Provided records —
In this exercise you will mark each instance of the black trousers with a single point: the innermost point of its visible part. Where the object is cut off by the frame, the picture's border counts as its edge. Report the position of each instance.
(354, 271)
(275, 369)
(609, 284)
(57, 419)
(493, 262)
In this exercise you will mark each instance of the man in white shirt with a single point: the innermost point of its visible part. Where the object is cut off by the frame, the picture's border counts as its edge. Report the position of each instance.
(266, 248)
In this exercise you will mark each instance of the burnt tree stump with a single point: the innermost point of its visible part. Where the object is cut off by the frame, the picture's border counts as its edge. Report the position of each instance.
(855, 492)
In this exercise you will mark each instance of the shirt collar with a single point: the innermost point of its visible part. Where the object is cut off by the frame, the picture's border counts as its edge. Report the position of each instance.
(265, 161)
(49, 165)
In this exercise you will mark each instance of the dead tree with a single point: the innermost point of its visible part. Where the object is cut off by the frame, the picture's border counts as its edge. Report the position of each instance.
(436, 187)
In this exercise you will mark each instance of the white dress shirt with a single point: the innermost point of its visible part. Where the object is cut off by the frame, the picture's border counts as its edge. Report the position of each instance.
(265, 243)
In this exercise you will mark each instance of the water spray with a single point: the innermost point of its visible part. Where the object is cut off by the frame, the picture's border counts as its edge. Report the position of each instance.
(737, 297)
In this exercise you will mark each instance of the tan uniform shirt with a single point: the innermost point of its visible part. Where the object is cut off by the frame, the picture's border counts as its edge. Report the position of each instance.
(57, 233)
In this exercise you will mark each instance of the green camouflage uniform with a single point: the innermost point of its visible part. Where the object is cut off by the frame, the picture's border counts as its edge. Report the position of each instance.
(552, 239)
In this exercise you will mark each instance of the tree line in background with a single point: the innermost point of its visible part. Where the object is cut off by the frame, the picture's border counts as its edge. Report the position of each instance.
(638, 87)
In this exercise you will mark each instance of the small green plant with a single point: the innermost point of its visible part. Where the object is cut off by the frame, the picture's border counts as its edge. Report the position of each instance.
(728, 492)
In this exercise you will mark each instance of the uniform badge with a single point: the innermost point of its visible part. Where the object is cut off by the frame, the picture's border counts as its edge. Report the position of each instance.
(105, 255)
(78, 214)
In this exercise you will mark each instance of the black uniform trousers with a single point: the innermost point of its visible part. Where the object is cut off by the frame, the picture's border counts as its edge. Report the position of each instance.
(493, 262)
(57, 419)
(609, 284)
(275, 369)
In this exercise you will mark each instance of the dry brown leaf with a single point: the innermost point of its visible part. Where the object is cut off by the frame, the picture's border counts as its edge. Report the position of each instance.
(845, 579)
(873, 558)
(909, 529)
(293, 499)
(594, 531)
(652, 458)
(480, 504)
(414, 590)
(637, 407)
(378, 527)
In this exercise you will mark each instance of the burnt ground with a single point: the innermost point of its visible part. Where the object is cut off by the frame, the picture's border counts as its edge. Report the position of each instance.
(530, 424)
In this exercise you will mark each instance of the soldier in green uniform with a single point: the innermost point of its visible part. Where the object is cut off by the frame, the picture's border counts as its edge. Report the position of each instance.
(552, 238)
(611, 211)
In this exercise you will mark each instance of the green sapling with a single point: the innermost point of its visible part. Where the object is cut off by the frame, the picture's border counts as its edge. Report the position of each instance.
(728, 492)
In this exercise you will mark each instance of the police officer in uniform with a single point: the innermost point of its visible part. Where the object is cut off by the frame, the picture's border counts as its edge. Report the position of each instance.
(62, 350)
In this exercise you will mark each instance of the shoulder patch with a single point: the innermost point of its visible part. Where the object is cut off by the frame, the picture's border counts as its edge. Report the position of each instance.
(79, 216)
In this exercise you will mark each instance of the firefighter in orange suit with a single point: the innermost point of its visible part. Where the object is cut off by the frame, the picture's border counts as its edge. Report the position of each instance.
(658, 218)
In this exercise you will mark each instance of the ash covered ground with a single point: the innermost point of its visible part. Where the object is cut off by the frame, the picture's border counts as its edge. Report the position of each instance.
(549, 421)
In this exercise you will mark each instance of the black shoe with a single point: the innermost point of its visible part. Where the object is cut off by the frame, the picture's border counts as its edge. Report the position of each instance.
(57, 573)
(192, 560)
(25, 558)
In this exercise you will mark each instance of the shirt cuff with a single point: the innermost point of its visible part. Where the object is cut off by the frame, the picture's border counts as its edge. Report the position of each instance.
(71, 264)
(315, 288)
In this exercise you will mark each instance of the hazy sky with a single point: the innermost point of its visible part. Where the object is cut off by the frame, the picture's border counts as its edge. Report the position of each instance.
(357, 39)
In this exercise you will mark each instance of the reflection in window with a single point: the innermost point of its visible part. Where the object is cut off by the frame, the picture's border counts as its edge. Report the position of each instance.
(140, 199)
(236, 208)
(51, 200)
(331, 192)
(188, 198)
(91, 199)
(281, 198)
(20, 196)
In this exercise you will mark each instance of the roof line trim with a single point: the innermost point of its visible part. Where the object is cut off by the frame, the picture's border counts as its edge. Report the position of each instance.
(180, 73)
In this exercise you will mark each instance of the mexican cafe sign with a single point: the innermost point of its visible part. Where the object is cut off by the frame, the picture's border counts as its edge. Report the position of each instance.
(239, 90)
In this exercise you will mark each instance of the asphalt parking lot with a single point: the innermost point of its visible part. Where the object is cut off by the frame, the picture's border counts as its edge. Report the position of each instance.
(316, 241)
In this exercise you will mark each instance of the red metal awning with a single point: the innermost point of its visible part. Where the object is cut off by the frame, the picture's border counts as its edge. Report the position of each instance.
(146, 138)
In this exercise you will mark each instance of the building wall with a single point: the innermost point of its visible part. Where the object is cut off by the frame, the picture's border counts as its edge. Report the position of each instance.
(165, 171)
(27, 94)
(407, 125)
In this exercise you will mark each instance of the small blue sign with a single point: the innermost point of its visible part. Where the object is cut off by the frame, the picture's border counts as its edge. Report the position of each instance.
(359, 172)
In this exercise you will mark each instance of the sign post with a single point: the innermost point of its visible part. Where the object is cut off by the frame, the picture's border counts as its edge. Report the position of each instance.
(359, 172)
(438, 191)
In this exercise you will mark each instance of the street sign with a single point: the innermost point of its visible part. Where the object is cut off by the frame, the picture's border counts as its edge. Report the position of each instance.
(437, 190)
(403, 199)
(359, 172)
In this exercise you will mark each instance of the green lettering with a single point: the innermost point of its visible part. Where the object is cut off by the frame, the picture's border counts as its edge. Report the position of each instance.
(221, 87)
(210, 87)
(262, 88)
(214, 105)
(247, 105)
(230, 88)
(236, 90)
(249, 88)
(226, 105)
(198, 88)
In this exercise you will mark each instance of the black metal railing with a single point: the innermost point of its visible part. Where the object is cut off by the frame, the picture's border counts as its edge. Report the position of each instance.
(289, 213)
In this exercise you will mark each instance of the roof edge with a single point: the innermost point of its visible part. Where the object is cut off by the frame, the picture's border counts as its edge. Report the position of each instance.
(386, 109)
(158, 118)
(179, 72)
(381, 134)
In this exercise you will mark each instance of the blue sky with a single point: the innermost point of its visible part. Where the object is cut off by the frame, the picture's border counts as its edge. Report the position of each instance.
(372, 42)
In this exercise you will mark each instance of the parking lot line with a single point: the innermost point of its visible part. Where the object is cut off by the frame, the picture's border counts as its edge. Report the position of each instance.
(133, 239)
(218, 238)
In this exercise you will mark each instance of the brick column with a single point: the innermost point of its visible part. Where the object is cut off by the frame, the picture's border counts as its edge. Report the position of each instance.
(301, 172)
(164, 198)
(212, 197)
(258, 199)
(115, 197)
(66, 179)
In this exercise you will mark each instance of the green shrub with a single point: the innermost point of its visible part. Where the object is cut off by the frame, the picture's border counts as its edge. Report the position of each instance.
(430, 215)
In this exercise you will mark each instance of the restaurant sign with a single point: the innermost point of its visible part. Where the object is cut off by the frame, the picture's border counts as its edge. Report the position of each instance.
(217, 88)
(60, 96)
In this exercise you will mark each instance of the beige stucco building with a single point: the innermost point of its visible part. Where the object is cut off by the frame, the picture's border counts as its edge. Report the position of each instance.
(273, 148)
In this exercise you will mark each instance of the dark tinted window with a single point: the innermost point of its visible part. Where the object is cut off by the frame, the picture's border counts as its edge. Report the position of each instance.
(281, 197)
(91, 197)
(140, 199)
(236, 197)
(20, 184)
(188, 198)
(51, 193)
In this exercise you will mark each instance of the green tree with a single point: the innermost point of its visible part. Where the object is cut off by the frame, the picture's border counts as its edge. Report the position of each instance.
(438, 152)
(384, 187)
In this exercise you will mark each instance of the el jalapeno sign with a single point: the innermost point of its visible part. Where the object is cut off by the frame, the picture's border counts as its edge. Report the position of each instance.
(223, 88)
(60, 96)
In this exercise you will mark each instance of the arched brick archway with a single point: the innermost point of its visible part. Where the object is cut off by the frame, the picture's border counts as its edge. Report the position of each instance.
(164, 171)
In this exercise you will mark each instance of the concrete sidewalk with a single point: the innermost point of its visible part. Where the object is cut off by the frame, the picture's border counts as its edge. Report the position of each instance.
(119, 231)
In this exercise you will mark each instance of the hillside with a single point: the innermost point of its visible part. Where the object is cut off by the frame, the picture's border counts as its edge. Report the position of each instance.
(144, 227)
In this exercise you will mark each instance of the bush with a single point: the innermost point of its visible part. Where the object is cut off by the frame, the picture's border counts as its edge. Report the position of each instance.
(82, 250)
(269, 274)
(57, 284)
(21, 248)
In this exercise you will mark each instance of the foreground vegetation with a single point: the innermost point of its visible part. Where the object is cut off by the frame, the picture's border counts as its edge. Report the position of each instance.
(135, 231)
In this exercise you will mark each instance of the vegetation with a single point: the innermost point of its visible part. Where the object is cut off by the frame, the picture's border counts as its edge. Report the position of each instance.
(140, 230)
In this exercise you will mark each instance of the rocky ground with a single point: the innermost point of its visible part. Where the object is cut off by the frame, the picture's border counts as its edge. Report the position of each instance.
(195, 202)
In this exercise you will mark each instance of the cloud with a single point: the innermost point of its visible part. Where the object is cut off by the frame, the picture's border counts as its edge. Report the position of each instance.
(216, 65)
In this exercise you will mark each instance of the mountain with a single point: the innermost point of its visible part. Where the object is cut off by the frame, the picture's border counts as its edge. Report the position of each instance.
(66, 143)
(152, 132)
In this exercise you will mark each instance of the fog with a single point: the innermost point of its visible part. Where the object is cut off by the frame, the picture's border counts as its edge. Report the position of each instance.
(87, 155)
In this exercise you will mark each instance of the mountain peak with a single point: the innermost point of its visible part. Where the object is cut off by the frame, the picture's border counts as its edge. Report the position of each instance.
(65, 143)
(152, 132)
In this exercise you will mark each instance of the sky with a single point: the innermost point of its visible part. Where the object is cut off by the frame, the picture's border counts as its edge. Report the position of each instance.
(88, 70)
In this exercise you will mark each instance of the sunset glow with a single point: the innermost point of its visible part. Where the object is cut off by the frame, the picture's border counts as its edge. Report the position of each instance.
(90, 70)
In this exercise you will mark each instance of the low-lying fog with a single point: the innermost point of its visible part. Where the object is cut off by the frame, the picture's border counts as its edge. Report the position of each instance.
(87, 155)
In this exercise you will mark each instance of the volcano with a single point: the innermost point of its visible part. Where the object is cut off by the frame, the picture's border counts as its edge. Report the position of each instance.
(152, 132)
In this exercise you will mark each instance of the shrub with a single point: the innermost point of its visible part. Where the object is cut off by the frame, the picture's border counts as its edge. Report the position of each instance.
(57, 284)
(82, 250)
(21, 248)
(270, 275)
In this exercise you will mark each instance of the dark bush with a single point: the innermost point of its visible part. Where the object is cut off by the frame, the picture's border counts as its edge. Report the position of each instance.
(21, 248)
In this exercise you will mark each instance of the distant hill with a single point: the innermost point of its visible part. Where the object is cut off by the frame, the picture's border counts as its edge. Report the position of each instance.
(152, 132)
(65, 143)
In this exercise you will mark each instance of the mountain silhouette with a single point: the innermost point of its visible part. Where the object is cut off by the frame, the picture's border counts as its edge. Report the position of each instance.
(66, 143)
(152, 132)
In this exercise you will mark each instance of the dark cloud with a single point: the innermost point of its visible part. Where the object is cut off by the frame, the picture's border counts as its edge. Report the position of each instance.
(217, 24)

Exercise — Only the lines from the one containing "the dark cloud" through the last line of the records are to be set down, exactly as they appear.

Your solution —
In this exercise you will mark each instance of the dark cloud with a single point: the innermost point of its visible part. Where the object is cut off by the frame, the picture's border counts as its edge. Report the position of each instance.
(217, 24)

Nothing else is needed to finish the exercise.